PROVIDED PASSAGE -

There are many food revolution movements going on at the moment, from Jamie Oliver’s important work in school cafeteria’s to the cry to eat locally produced foods. With our thoughts turning towards spring, the gardener in us inevitably starts to dream about the coming planting season. With this in mind, we’d like to talk about the importance of heirloom seeds.
Heirloom seeds offer many advantages to the home vegetable gardener. Heirloom vegetable seeds deliver on taste and nutrition while providing a greater variety of vegetables. Hybrid seeds have been developed since the 1950s to suit the requirements of supermarket food monopolies. Commercial growers want high, simultaneous yields and thick-skinned produce that will store and transport well. Taste and nutritional value are not priority, profit is. In addition, genetic alteration has begun showing up in ground animals, insects, and fish, which scientists attribute to the chemical herbicides which are sprayed over the genetically altered crops. The crops have been engineered to resist the herbicides, however the wild life is now suffering.
Heirloom seeds, on the other hand, have evolved over centuries through open pollination of non-hybrid plants. These plants represent an unbroken chain of evolutionary improvement. Food growers have kept back seed from the earliest, best-yielding and most disease-resistant strains since plant domestication began more than 8000 years ago. Through this selective process, heirloom varieties were encoded with thousands of generations of improvements.

Stored data
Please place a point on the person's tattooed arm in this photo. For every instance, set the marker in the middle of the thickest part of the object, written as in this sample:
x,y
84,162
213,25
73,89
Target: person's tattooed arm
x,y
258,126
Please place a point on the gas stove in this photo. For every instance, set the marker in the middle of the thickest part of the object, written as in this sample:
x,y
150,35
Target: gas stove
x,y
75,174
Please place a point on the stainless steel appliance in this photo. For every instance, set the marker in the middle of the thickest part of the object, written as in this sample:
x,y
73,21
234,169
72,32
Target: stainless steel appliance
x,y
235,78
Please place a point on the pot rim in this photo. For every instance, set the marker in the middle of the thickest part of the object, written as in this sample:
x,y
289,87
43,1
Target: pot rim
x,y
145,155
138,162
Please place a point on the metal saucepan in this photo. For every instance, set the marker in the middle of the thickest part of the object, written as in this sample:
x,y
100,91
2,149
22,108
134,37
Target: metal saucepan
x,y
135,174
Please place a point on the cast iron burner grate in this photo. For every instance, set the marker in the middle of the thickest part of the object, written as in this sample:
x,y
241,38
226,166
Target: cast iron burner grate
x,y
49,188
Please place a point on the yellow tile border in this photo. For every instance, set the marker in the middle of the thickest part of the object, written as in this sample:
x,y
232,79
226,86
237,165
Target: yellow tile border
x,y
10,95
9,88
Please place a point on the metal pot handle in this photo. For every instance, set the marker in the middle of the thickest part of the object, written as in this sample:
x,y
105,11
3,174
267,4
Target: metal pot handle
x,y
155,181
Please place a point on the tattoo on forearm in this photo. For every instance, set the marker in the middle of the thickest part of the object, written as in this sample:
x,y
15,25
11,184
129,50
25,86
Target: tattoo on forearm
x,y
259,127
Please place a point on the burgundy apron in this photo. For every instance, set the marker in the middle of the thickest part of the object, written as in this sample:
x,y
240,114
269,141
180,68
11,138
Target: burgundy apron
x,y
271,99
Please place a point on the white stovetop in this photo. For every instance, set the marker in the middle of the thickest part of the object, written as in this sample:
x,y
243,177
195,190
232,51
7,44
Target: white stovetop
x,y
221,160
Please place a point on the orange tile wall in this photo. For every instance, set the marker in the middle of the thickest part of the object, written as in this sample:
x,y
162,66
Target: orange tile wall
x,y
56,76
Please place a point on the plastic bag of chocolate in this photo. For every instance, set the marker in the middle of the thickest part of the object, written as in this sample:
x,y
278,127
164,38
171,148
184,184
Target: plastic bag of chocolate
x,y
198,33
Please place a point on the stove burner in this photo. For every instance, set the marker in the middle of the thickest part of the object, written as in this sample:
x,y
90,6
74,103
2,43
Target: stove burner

WORK TO BE COMPLETED - Continue the piece on heirloom seeds, starting right after its final sentence.

OUTPUT OF THE TASK -
For some of the world, food security plays a big part in the importance of non-hybrid seeded plants. Genetic diversity in food crops is vital for global food security. Combined with local expertise, genetic diversity enables communities to meet their needs over varying seasons. The ability of the gardener to gather non-hybrid seeds at the end of the growing season ensures that the plants that perform best in a particular local climate will continue to survive and provide food for the future.
We offer you a list of 25 easy to grow heirloom plants. Many seeds are available in your local gardening store, but if you don’t find them there, we also provide links to some online heirloom seed sites.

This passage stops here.